OBJECTIVE
Without the pictures, write out all the lines below exactly as they appear.

-- DATA LISTING start --

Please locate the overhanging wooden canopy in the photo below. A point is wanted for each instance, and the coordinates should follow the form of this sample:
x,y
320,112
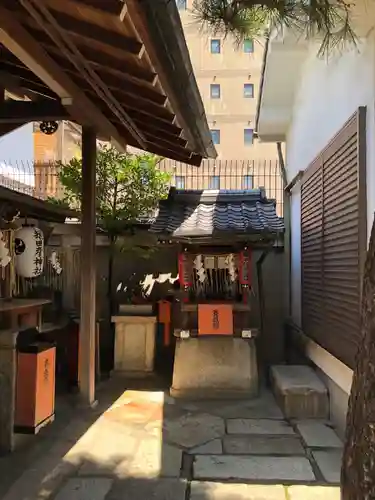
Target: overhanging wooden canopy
x,y
120,67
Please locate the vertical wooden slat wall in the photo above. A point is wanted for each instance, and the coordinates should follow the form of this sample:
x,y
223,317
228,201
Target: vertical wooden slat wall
x,y
334,240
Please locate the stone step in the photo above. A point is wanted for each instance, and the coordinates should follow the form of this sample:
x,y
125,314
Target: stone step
x,y
300,392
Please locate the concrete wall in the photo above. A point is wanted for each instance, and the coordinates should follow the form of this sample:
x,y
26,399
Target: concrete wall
x,y
17,147
329,93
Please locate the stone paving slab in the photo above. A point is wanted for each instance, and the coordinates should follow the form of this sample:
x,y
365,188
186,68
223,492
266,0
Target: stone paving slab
x,y
214,447
110,445
193,429
141,489
153,458
221,491
313,493
263,445
264,406
318,435
85,489
329,463
258,426
252,468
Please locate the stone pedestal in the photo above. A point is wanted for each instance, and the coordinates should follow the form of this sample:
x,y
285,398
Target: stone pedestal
x,y
215,368
134,345
300,392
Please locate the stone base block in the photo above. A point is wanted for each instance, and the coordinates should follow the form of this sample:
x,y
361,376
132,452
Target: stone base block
x,y
300,392
215,368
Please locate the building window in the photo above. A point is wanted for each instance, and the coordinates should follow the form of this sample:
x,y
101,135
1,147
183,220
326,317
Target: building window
x,y
248,90
215,91
247,182
248,136
181,4
215,46
180,182
248,46
215,134
214,182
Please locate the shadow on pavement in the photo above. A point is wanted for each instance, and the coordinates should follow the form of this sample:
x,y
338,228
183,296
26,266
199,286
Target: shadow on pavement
x,y
138,443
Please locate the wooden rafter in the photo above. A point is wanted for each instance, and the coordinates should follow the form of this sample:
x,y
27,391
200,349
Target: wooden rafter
x,y
26,49
12,111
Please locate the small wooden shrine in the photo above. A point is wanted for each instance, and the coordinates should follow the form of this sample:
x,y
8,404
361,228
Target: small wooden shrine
x,y
217,233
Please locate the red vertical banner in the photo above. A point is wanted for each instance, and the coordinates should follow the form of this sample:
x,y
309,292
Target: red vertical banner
x,y
184,274
183,270
245,264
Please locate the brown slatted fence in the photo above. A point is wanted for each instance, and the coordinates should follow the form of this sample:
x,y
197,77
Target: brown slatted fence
x,y
334,240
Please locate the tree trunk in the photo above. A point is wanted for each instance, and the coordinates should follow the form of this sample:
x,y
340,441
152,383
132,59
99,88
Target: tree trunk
x,y
358,466
111,257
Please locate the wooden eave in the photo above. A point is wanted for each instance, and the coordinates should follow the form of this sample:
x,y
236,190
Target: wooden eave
x,y
13,202
97,59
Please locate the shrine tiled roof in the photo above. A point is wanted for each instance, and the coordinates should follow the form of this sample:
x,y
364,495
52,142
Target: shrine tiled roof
x,y
190,214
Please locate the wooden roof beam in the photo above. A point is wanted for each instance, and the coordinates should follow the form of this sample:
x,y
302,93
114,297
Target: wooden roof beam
x,y
18,41
12,111
98,59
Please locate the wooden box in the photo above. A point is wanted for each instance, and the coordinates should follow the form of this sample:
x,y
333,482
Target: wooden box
x,y
35,387
215,319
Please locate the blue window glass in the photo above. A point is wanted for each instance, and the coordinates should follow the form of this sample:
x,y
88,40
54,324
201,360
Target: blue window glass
x,y
248,46
181,4
248,90
247,182
214,182
215,91
215,46
215,134
248,136
180,182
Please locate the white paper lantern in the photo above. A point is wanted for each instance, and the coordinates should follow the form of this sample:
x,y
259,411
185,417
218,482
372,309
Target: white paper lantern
x,y
4,252
29,250
55,262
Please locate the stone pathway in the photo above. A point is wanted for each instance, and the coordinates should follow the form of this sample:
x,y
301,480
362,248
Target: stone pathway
x,y
147,445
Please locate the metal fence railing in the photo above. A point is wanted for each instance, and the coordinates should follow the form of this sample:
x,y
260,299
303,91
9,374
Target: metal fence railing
x,y
41,180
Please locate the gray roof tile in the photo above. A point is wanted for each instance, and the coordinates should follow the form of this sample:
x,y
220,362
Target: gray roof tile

-- DATA LISTING end --

EXERCISE OUTPUT
Please locate the overhanging wooden canopy in the photo below. A point is wanted for each instance, and the coordinates should follow the form of this sample:
x,y
320,112
Target: overhanging wooden canopy
x,y
120,67
Please locate the vertical wooden slat wall in the photo above. A point is wanted for each instance, and the coordinates should follow the form of this sample:
x,y
223,317
228,201
Target: vertical wooden slat wall
x,y
334,240
Please locate the stone step in the photo above. A point is wanted for each instance, and the coordinates should follow the form of this sample:
x,y
125,314
Target: stone step
x,y
300,392
Please locate the concrete wall in the photo above. A point is wanted for each instance, and the coordinates should follow the form of this sample:
x,y
26,399
Target: concrete wall
x,y
17,147
329,93
Please locate the stone paving slab in the photo above. A point is wanted for each instance, and the coordinates should follow the form of this sample:
x,y
365,188
186,68
223,492
266,0
Target: stone paving slab
x,y
214,447
110,445
193,429
141,489
153,458
221,491
313,493
263,445
264,406
318,435
85,489
329,463
258,426
252,468
Please locate the stone pedestal in the photo above. A point is wanted for each instance, and the coordinates should follow the form of this sample:
x,y
285,398
Target: stone pedestal
x,y
215,368
134,345
300,392
Please locate the stone base block in the photo above. A point is wanted for each instance, and the coordinates should follow the form of this sample:
x,y
361,376
132,452
Target: stone base block
x,y
300,392
215,368
Please locate the building window in the photo above. A point is wanted for each instance, and the coordinates should follow the form of this sample:
x,y
101,135
1,147
183,220
326,317
Target: building window
x,y
248,90
215,91
247,182
248,136
181,4
215,46
180,182
248,46
215,134
214,182
Please locate the shadow on pavement in the photo above. A point is wanted for each instance, and the coordinates should follow the form of this sample:
x,y
338,228
183,296
26,266
199,286
Target: shadow on pavement
x,y
138,443
Please locate the wooden rafter in the photo above. A point is wanted for each instance, and the coordinates should follow the form of this sample:
x,y
27,391
200,349
Target: wooden rafter
x,y
26,49
12,111
Please locate the small wooden shrine in the photo above. A point is wanted for each instance, and the coordinates should follow the form of this sample:
x,y
8,404
361,228
Target: small wooden shrine
x,y
217,233
Please locate the red vertical banner in the photo above. A point is wanted for each instance, and the coordinates should follow the form of this sample:
x,y
309,292
Target: red vertical banner
x,y
184,274
183,270
245,264
Please locate the brown slatted fence in the photo above. A point is wanted for each instance, and the coordinates should follow the form of this sample:
x,y
197,77
Target: brown slatted fence
x,y
334,240
Please locate the tree trunk in the photo above. A point is wanted for each instance, and the coordinates should follow the form of this sample:
x,y
340,441
152,383
132,59
99,88
Target: tree trunk
x,y
358,466
111,257
Please locate the wooden eave in the photo above. A point is wanted for each instance, and the coordinates should follow the form of this sample:
x,y
236,190
Target: wooden eave
x,y
13,202
97,59
Please locate the shrine tiled roof in the photo above. A point is wanted for each instance, and the coordinates should follow the form of this sample:
x,y
364,495
52,142
Target: shrine tiled roof
x,y
190,214
Please locate the wooden roof beam in the photo above. A point is wanted for each instance, and the coordinates should follow the form of this sample:
x,y
302,93
114,297
Target: wooden roof beam
x,y
18,41
12,111
98,59
Please locate the wooden box in the photo above. A point is wanted for each instance, and the coordinates should follow the form of this sample:
x,y
333,482
Target: wooden box
x,y
35,387
215,319
Please locate the blue window glass in the photo above. A point is wanted for each instance, and the coordinates should follow the form of this sample:
x,y
88,40
54,324
201,360
Target: blue window glass
x,y
248,46
181,4
248,90
247,182
214,182
215,91
215,46
215,134
248,136
180,182
Please locate the white paper lantern in the photo above. A point is wanted for each instance, and the coordinates should follow the form of this sample:
x,y
259,411
185,417
218,482
372,309
Target: white paper lantern
x,y
4,252
29,250
55,262
Please locate the stone pathway in the photo above. A point is wanted for each instance, and the coordinates should follow the form of this sample:
x,y
301,480
362,248
Target: stone pathway
x,y
147,445
Please locate the metal fence railing in the photo above. A point is wanted for each instance, and the coordinates should follow the form of this sample:
x,y
260,299
303,91
9,374
Target: metal fence railing
x,y
41,180
Please locate the gray roof tile in the photo above. A point is wanted for each instance, and the coordinates should follow the form of this sample:
x,y
220,362
Target: gray roof tile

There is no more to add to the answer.